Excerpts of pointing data
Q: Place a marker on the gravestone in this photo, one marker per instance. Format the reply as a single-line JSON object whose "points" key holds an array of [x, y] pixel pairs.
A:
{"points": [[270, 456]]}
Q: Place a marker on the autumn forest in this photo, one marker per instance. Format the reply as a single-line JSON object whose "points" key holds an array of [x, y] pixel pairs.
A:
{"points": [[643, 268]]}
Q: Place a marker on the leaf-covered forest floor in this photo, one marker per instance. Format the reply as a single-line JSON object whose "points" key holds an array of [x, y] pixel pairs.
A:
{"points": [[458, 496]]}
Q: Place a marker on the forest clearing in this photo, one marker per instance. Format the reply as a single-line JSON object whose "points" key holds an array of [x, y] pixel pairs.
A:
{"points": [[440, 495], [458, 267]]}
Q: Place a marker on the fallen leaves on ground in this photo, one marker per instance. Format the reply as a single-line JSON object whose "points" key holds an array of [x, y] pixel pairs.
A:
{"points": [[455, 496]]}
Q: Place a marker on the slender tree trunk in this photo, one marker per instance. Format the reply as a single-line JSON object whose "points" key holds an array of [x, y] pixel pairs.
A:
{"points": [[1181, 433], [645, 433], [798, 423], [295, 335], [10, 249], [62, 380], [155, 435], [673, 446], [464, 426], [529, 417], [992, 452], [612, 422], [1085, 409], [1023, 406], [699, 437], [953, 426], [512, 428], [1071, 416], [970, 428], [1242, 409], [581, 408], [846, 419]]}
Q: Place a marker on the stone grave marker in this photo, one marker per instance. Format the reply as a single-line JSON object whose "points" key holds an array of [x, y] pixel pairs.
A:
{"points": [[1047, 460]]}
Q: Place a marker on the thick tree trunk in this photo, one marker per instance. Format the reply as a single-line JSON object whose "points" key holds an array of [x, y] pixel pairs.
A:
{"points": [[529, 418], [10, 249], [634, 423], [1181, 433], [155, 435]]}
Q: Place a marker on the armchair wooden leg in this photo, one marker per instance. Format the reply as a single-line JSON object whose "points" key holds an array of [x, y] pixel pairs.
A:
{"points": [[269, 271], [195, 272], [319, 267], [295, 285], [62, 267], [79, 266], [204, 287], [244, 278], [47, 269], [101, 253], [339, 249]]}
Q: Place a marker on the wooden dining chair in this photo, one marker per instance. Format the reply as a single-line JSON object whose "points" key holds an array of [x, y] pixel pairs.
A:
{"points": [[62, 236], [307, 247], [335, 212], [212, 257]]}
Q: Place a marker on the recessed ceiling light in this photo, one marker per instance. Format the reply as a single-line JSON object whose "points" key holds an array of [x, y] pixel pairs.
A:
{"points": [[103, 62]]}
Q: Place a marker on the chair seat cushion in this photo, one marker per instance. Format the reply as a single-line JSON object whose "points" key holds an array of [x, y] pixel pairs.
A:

Exercise requirements
Copy everything from the line containing "Q: Place a marker on the thick" down to the end of the rows, switching "single-line" to "one-line" and leaving all else unchanged.

Answer to this problem
Q: Place a marker on the thick tree trunk in this photo, one marker per instance. Format the reply as a one-line JSON object whose "points" key holds an array of [x, y] pixel pairs.
A:
{"points": [[529, 418], [10, 249], [634, 423], [1181, 433], [155, 435]]}
Q: Place a marker on the armchair wooden leg in this photo, one marker per instance. Format the reply as a one-line JSON object whose "points" key holds an array of [x, y] pixel pairs.
A:
{"points": [[269, 271], [195, 272], [319, 267], [295, 285], [62, 267], [79, 266], [204, 287], [244, 278], [47, 269], [101, 253], [339, 249]]}
Q: Place a marker on the wooden dining chair in this photo, one marker per instance. Format the reply as a one-line JSON object whose "points" key holds an array of [x, y] pixel pairs.
A:
{"points": [[62, 236], [307, 247], [335, 212], [212, 257]]}
Q: Place a marker on the recessed ceiling light in this photo, one marker per instance. Format the reply as a one-line JSON object whose "points" key holds an array of [x, y] pixel pairs.
A:
{"points": [[103, 62]]}
Q: Place a marker on the chair seat cushion in this photo, one marker per instance. Format the reply as a one-line JSON object whose "points" key holds an array of [x, y] pixel pairs.
A:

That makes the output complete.